== CHALLENGE 1 ==
Reproduce the passage on Rand's view of implicit philosophy word for word, from "The quality of a" up to and including "and his emotions.".
== CHALLENGE 2 ==
Resume the passage on Rand's view of implicit philosophy, writing on from its last sentence.

The trouble here is that Rand's view of how implicit philosophies are developed and formed is heavily influenced by her false view of human mind. For Rand, an individual's implicit philosophy is formed by premises that have been integrated by the "conscious" mind:
Your subconscious is like a computer—more complex a computer than men can build—and its main function is the integration of your ideas. Who programs it? Your conscious mind. If you default, if you don’t reach any firm convictions, your subconscious is programmed by chance—and you deliver yourself into the power of ideas you do not know you have accepted. But one way or the other, your computer gives you print-outs, daily and hourly, in the form of emotions—which are lightning-like estimates of the things around you, calculated according to your values. If you programmed your computer by conscious thinking, you know the nature of your values and emotions. If you didn’t, you don’t....
The quality of a computer’s output is determined by the quality of its input. If your subconscious is programmed by chance, its output will have a corresponding character. You have probably heard the computer operators’ eloquent term “gigo”—which means: “Garbage in, garbage out.” The same formula applies to the relationship between a man’s thinking and his emotions.

== ENTRIES PROVIDED ==
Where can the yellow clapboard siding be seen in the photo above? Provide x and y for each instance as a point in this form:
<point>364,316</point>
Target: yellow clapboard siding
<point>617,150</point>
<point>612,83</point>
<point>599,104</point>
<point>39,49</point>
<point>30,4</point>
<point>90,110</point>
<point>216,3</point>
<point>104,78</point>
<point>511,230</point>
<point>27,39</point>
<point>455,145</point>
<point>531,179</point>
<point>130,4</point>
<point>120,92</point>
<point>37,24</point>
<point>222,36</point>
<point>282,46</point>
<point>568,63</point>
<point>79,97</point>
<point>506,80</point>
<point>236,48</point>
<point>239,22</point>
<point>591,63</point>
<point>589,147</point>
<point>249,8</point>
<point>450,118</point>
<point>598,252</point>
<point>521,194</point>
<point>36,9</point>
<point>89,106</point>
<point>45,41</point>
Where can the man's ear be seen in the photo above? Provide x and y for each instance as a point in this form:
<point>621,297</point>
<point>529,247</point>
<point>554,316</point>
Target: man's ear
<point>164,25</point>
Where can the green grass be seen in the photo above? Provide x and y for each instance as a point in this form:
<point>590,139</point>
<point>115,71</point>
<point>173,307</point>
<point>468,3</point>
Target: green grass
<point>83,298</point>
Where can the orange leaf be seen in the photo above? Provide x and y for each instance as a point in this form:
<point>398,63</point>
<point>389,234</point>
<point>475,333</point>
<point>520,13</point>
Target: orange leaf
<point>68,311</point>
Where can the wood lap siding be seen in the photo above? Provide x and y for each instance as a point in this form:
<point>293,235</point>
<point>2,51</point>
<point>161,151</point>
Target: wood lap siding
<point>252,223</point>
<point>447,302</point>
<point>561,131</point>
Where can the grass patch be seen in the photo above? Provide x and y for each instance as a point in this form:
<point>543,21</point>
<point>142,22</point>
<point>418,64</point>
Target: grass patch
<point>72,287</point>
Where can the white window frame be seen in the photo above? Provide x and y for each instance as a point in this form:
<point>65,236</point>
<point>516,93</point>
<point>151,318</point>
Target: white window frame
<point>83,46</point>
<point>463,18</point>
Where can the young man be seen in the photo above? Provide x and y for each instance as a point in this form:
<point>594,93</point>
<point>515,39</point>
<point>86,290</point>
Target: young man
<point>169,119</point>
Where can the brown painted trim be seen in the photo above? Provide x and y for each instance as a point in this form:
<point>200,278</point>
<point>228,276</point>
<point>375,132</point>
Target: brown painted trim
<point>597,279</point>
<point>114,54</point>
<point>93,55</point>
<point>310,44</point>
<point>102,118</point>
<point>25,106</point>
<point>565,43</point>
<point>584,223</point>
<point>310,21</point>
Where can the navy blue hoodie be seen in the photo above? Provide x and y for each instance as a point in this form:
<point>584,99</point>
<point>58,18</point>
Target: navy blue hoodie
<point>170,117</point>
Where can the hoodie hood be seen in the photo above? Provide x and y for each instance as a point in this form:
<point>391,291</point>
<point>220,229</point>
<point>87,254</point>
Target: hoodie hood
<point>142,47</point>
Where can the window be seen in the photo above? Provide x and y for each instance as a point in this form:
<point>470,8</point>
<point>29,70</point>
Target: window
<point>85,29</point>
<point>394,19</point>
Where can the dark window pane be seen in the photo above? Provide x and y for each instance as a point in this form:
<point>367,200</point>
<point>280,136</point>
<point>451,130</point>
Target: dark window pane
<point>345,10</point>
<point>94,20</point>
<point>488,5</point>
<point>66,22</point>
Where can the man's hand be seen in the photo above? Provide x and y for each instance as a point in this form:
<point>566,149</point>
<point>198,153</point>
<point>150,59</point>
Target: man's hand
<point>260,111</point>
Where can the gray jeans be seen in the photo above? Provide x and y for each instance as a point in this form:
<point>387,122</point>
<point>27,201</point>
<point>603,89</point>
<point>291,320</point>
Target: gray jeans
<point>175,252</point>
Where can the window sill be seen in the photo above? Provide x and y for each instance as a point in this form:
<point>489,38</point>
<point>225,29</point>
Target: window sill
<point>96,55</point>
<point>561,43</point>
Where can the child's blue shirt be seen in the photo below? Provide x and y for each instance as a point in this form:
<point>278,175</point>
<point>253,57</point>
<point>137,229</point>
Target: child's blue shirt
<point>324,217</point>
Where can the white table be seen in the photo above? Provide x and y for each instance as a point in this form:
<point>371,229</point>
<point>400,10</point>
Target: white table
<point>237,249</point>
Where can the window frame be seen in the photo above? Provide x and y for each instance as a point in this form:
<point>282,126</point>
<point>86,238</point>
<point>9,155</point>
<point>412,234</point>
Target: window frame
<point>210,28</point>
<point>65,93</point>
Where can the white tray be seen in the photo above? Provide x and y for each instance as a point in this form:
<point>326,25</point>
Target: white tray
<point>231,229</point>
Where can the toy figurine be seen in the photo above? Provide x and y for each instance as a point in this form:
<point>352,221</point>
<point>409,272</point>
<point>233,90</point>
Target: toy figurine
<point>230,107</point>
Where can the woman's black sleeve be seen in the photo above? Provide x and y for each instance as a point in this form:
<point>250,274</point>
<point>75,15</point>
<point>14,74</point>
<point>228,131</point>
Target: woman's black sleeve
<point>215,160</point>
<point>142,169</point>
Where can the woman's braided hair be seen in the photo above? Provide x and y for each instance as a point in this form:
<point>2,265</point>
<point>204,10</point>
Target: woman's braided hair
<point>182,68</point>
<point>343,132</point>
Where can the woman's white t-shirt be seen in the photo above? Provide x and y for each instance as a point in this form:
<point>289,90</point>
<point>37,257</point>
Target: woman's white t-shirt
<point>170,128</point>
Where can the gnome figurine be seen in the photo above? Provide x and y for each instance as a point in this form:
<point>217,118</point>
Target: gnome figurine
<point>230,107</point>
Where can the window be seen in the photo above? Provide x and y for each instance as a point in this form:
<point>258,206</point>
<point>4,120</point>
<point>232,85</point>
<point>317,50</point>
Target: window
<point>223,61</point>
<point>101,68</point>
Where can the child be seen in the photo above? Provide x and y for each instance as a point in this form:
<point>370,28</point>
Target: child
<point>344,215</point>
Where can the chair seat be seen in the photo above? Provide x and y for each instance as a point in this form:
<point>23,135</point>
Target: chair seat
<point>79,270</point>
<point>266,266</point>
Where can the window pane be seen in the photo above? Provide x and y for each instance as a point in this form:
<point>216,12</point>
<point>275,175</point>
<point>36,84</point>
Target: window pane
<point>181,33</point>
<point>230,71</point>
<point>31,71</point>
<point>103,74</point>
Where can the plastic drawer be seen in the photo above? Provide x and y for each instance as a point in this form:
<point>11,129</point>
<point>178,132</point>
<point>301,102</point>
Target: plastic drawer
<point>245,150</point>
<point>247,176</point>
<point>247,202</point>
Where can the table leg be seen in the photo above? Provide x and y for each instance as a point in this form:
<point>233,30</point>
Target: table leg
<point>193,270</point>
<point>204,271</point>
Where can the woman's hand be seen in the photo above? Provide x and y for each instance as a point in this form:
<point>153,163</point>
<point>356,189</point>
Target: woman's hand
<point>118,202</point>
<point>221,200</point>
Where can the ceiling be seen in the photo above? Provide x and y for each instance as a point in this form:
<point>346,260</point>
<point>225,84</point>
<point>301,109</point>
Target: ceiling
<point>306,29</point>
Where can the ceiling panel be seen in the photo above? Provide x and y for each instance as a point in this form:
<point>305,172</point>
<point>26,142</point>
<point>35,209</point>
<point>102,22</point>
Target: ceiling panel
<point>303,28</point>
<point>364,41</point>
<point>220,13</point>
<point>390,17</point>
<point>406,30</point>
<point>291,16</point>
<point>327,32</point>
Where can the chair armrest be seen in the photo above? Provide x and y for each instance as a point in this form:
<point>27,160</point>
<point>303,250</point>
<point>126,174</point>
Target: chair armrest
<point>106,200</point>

== FINAL ANSWER 1 ==
The quality of a computer’s output is determined by the quality of its input. If your subconscious is programmed by chance, its output will have a corresponding character. You have probably heard the computer operators’ eloquent term “gigo”—which means: “Garbage in, garbage out.” The same formula applies to the relationship between a man’s thinking and his emotions.

== FINAL ANSWER 2 ==
As I have stated repeatedly, there is no evidence that the human mind works like this, and an enormous amount of evidence that it doesn't. Human behavior, whether political or otherwise, is not determined or strongly influenced by broad philosophical premises. Whether those premises are explicit or implicit is entirely irrelevant. Rand got this wrong in a very big way and it has enormous implications for her political philosophy. For Rand needs this doctrine to make her political philosophy realizable. In order for Objectivism to achieve its political ends, political philosophy must depend on ethics, which in turn must depend on metaphysics/epistemology; because if this is not so, then Objectivism becomes politically impotent.